Extend the text on elected leaders' silence about sexual violence in Manipur, picking up right after its last sentence.

* _Selected text_
========

We rage against the silence of elected leaders

Every woman in this country is shaken that it took a viral video to get our leaders to open their mouths about such egregious violence going on, day after day, against women. Given that the CM of Manipur knew about it, the Home Minister would have known, the Prime Minister would have known. The fact is that the survivors of the assault in the video have been speaking up from the very beginning. In at least 5 other cases of sexual violence, survivors or victim’s kin have spoken and given testimonies to citizens and journalists; these have appeared in international, national and regional news publications. There are documented testimonies of two Kuki-Zo mothers about the rape and murder of their daughters by a Meitei mob; the murder of a woman whose body was found shot, burnt, and dismembered; and the abduction, rape and brutal thrashing of an 18-year-old woman, who narrowly escaped being killed. But no elected leader, either in Manipur or at the Centre spoke a word.

In mid-June 2023, 550 concerned citizens on Manipur issued a statement asking for accounts of sexual violence to be investigated. A fact-finding team of women’s rights activists visited Manipur in the end of June 2023 and reported that several women had experienced sexual violence. Instead of investigating and acting against the perpetrators of crimes against women, the Manipur state and police filed FIRs against the Fact-Finding team itself, accusing it of working against the interests of the state and the nation.

========

* _Entries provided_
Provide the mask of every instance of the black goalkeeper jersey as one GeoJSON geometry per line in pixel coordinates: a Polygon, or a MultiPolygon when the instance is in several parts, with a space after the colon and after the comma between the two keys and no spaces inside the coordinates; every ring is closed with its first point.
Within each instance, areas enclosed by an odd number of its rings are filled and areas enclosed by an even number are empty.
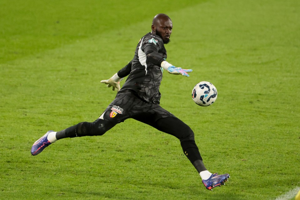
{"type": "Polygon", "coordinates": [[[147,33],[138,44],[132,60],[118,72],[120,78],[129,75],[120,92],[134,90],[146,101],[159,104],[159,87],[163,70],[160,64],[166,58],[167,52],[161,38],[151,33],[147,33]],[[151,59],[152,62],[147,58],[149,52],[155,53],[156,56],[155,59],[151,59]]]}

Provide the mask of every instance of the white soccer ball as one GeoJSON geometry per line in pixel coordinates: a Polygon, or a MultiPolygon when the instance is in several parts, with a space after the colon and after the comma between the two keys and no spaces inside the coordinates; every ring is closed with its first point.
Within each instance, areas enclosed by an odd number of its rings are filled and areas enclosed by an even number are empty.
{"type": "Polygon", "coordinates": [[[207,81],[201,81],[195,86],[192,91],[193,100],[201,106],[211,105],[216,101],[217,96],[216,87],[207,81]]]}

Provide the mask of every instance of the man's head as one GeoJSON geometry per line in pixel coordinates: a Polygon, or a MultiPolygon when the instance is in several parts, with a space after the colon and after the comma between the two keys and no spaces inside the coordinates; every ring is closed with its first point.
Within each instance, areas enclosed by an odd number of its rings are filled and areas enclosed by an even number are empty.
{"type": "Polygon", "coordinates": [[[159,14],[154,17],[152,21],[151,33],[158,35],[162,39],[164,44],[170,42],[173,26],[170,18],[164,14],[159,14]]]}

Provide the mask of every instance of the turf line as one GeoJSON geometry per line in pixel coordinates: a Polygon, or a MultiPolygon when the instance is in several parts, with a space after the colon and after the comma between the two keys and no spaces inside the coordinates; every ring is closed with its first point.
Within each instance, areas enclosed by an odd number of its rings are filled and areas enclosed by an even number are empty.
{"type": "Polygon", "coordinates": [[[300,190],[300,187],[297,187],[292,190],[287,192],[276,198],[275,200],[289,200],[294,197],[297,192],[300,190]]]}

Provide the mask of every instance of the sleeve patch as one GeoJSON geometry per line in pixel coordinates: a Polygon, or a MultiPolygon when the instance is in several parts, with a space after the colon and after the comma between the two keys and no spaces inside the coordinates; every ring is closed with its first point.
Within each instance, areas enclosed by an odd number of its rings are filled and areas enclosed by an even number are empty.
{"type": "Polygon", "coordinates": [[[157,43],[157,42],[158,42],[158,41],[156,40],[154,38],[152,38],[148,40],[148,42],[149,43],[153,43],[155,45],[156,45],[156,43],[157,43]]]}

========

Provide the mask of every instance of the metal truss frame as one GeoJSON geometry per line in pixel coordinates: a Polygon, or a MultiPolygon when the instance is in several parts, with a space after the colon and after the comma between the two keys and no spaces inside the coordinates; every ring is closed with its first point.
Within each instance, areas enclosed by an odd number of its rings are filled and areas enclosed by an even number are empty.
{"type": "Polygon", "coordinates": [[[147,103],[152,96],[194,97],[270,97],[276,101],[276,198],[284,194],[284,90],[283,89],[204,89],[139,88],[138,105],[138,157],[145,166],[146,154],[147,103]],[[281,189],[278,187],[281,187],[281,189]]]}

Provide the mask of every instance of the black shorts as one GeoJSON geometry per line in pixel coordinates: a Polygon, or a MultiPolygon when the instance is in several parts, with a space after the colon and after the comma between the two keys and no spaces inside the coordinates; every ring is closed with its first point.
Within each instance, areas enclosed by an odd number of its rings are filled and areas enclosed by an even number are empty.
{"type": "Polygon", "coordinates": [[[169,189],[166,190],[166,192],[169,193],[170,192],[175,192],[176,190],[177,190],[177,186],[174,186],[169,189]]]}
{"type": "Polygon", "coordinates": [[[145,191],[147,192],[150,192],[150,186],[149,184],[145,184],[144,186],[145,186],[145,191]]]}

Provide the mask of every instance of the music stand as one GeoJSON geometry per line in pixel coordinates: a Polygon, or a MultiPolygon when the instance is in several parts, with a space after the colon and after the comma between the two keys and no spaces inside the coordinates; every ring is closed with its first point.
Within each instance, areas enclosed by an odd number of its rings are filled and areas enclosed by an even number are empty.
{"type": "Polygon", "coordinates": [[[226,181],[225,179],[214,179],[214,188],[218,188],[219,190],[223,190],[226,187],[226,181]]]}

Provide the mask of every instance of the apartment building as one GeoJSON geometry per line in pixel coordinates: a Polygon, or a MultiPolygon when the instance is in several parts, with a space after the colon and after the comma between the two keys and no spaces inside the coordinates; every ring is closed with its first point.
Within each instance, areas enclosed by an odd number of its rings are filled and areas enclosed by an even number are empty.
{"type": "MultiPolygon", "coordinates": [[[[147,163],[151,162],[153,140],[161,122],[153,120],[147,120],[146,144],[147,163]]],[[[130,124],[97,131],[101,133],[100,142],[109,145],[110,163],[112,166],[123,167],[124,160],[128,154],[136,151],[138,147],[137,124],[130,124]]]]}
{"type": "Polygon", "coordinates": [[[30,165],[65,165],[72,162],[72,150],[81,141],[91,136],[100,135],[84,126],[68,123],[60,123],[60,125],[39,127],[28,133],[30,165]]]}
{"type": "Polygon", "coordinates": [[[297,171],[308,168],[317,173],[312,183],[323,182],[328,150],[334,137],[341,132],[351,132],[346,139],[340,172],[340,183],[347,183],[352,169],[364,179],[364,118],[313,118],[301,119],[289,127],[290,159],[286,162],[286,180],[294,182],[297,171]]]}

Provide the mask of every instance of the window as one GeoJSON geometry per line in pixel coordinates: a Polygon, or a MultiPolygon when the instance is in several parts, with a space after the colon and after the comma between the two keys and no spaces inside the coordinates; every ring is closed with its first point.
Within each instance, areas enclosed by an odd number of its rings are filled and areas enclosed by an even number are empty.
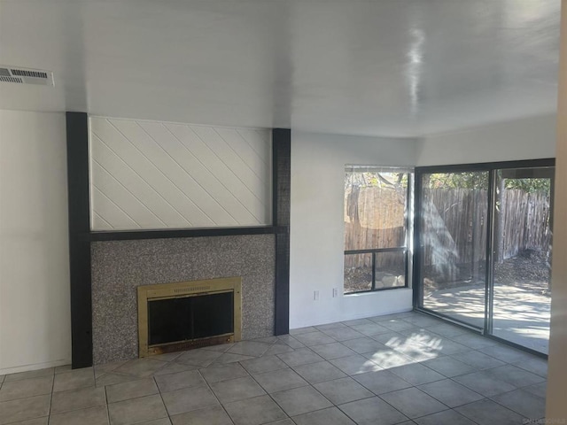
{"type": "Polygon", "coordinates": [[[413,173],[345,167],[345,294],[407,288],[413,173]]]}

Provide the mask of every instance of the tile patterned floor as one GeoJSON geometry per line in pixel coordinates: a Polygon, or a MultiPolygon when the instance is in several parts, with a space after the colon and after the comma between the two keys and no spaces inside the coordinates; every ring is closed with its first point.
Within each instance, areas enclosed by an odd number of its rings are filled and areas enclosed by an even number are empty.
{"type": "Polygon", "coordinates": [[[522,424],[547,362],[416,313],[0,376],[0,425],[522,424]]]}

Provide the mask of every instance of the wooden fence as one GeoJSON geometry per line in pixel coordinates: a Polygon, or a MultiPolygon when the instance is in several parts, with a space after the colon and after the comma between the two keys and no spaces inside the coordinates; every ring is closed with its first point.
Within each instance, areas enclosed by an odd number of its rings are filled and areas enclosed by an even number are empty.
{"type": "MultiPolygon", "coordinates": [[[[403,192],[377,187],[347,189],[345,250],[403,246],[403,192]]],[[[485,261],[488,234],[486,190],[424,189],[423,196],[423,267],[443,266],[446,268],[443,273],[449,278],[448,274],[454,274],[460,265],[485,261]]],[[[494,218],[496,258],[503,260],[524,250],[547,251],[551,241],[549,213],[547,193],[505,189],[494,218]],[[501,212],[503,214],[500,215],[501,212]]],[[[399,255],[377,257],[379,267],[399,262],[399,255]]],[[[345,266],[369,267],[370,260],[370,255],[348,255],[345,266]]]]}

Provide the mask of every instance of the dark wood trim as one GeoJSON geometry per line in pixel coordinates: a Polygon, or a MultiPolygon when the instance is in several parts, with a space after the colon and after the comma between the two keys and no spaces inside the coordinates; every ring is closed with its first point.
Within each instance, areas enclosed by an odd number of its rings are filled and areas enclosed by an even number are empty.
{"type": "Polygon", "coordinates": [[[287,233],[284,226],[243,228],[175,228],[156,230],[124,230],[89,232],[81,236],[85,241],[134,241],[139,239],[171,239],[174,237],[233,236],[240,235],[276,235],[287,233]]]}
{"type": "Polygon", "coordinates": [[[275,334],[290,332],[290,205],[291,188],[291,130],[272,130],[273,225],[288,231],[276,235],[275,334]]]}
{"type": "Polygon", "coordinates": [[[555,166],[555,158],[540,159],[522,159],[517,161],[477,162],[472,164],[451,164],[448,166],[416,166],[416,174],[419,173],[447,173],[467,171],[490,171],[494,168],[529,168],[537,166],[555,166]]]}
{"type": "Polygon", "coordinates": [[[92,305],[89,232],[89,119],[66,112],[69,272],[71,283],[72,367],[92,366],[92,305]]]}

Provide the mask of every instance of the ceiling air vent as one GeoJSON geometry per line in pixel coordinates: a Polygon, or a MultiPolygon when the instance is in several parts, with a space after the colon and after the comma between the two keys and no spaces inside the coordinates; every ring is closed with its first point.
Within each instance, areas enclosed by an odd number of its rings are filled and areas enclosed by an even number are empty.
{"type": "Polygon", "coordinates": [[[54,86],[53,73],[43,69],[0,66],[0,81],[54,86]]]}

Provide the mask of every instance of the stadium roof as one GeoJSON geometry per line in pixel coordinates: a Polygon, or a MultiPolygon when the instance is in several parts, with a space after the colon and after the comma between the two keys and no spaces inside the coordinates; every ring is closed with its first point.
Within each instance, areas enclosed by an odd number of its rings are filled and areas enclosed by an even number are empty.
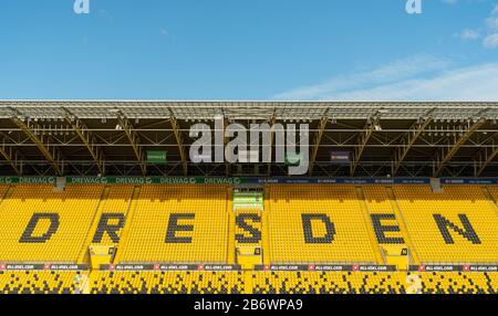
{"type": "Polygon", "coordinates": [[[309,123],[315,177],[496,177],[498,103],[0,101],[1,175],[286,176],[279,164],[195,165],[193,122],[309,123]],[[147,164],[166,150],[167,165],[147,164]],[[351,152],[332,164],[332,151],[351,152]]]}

========

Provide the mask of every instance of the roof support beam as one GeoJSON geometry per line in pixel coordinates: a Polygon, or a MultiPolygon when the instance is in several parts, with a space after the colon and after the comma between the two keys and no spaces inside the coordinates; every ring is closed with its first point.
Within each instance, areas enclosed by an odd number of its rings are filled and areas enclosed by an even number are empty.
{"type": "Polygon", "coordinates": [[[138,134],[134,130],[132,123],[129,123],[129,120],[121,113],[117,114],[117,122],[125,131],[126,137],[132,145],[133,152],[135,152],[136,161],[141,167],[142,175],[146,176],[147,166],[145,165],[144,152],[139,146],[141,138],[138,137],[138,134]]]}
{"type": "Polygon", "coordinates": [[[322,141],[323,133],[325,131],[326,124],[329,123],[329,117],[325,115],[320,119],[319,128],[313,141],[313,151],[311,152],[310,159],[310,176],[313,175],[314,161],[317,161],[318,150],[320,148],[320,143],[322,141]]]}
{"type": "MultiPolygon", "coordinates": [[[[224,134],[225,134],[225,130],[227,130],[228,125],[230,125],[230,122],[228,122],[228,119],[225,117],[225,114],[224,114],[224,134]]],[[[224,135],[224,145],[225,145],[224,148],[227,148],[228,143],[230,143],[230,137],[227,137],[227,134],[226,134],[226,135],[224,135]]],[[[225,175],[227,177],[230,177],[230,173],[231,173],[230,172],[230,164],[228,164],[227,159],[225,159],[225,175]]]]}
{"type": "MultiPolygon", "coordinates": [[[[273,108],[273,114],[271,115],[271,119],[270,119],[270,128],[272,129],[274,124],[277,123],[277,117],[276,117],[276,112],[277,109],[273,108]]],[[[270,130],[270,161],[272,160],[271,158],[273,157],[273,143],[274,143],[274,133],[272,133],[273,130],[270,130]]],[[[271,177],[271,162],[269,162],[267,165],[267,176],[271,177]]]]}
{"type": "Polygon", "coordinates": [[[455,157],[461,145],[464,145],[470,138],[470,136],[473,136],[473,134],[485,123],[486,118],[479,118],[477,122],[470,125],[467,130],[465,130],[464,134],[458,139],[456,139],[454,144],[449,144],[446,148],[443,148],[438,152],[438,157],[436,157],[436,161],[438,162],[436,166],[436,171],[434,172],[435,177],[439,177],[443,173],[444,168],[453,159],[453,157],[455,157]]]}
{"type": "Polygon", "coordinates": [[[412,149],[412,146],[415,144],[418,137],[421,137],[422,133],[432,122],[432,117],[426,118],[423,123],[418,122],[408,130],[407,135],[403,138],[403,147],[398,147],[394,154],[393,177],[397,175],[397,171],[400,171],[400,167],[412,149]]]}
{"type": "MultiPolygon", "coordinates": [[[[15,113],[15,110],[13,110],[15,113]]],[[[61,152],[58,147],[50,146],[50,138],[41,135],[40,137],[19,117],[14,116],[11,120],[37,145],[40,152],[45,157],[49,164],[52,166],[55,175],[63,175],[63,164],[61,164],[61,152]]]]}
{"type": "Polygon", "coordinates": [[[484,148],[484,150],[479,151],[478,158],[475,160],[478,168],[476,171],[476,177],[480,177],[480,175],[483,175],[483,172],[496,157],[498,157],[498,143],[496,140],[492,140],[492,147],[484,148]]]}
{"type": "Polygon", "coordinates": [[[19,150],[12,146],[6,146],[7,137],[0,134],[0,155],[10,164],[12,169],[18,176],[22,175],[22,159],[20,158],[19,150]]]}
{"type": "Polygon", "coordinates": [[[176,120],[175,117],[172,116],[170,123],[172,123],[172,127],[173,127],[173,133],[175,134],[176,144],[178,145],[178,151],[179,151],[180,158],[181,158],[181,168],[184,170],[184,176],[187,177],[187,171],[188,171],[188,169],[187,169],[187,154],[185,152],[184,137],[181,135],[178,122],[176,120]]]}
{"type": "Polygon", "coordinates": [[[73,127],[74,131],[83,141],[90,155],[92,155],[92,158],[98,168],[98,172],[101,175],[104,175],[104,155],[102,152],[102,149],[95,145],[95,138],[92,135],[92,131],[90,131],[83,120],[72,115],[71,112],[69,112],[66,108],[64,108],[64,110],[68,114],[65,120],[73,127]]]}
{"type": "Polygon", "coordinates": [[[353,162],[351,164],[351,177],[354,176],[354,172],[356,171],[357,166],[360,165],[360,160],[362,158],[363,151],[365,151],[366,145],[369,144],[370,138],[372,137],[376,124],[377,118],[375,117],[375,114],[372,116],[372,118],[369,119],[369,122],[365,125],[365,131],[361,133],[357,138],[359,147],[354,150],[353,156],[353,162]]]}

========

* _Written reply_
How many such cases of brutal violence have taken place? How will justice be ensured in the face of obvious State complicity in the cover up?

Every institution of India has failed women. The National Commission for Women, the National Human Rights Commission, the National Commission for Scheduled Castes and Scheduled Tribes – neither has found it fit, after 2 months of violence, to visit the state and investigate these crimes. The Governor of Manipur, Anusuiya Uikey, instead of helping heal wounds, has only fueled xenophobia by suggesting that “infiltrators” (implying Kukis are not Indian, but terrorists from across the border) are to be blamed for the on-going violence in Manipur.

We, therefore, ask that the Supreme Court of India set up an Independent Enquiry Committee to examine the scale of violence against women in Manipur.    

 WE DEMAND:

  1. The immediate dismissal of N Biren Singh from the post of Chief Minister of Manipur

  2. The State must ensure social, emotional, physical and economic rehabilitation of the survivors, dignity, privacy and security from further harassment and violence. The survivors must be provided all legal assistance and enabled to pursue justice for what they have suffered.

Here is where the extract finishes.